Dataset excerpts

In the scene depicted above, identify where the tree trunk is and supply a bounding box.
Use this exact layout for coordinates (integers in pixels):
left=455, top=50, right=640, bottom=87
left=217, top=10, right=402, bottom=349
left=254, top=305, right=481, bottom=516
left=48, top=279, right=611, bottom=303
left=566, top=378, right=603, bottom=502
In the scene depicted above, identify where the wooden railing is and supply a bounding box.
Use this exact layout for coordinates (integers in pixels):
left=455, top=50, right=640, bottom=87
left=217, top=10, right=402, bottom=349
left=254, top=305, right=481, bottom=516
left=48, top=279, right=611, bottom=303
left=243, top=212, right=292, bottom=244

▶ **Directions**
Indicate the number of lines in the data above that contain the string "identify", without any additional text.

▶ **Expected output**
2